#### [Task A]
How much did the audience member mentioned in the crowdfunding blog excerpt raise in 30 days?

#### [Provided passage]
Lunch with a celebrity, a day out, a chance to visit the development team, free invite to the launch – that kind of thing, said a lady who sounded experienced in these matters. Tie the rewards to your core principle, keep everything on the same tack, said another.

Here is an old chestnut from an audience member who raised £48k in just 30 days – make sure the campaign is at least 30% funded within the first couple of days of going live. Get family, friends and investors to be the first to show their faith in your campaign – if they don’t nobody will. People simply don’t back campaigns that start at 0 – they need to know other people who are more in the know are behind the project also.

Oh boy! We’re nearly out of time / blog space / in danger of your losing interest dear reader, so let’s skip through the last 3 problems of the night real quick before we say goodbye;

 

Problem:
Anand at Deep Vision
is over from the States working at Google Campus for a few weeks – his software allows you to hover over pictures – of a celeb, for example, and find out where to buy the clobber they are dressed in. How to do this most effectively?

Solutions:
A range of answers here; add a footnote explaining how to use the hover function, introduce a “folded corner”, explain at beginning and end of accompanying article. Our view? That’s a decision the founders will ultimately have to make but kudos to Deep Vision for gauging the opinion of expert HHH’ers first!

#### [Dataset]
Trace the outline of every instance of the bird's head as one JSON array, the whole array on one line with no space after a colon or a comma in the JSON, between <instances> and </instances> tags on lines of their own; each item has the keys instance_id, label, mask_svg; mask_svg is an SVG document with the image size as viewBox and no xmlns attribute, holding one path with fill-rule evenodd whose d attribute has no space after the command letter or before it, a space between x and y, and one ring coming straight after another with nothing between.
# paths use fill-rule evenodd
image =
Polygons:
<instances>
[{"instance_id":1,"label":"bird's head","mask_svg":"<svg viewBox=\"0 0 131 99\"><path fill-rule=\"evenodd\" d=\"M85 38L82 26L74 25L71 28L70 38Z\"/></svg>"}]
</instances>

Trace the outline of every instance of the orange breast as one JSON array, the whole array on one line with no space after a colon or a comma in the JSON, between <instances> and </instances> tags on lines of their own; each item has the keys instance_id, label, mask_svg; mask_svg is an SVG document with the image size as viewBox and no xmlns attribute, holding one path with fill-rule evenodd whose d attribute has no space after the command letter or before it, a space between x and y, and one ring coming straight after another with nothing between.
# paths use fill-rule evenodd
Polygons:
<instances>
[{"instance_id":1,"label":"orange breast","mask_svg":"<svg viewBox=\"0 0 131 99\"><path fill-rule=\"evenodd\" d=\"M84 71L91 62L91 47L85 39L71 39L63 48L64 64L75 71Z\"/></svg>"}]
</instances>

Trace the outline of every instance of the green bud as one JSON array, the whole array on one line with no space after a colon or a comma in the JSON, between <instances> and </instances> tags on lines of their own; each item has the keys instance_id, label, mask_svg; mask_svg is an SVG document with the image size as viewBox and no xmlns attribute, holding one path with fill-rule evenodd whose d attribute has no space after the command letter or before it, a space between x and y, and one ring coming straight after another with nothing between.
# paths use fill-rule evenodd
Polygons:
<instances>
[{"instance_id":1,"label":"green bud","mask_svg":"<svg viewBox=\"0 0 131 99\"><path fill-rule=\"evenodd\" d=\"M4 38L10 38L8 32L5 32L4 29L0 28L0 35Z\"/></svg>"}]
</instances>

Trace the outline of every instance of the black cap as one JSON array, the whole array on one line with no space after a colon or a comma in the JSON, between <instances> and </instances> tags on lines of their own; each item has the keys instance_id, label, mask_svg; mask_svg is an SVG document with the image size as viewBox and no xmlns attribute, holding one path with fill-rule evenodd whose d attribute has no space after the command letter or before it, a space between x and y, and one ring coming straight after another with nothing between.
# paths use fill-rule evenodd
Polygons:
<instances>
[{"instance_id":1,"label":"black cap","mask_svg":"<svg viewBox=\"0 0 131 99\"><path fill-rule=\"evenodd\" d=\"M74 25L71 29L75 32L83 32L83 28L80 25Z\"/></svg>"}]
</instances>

#### [Task B]
Reproduce the entries from the line holding "Trace the outline of every instance of the black" through the last line of the entries, inclusive, changing nothing.

#### [Problem solution A]
£48k

#### [Problem solution B]
Trace the outline of every instance of the black cap as one JSON array, the whole array on one line with no space after a colon or a comma in the JSON, between <instances> and </instances> tags on lines of their own; each item has the keys instance_id, label, mask_svg; mask_svg is an SVG document with the image size as viewBox and no xmlns attribute, holding one path with fill-rule evenodd whose d attribute has no space after the command letter or before it, a space between x and y, and one ring coming straight after another with nothing between.
# paths use fill-rule evenodd
Polygons:
<instances>
[{"instance_id":1,"label":"black cap","mask_svg":"<svg viewBox=\"0 0 131 99\"><path fill-rule=\"evenodd\" d=\"M74 25L71 29L75 32L83 32L83 28L80 25Z\"/></svg>"}]
</instances>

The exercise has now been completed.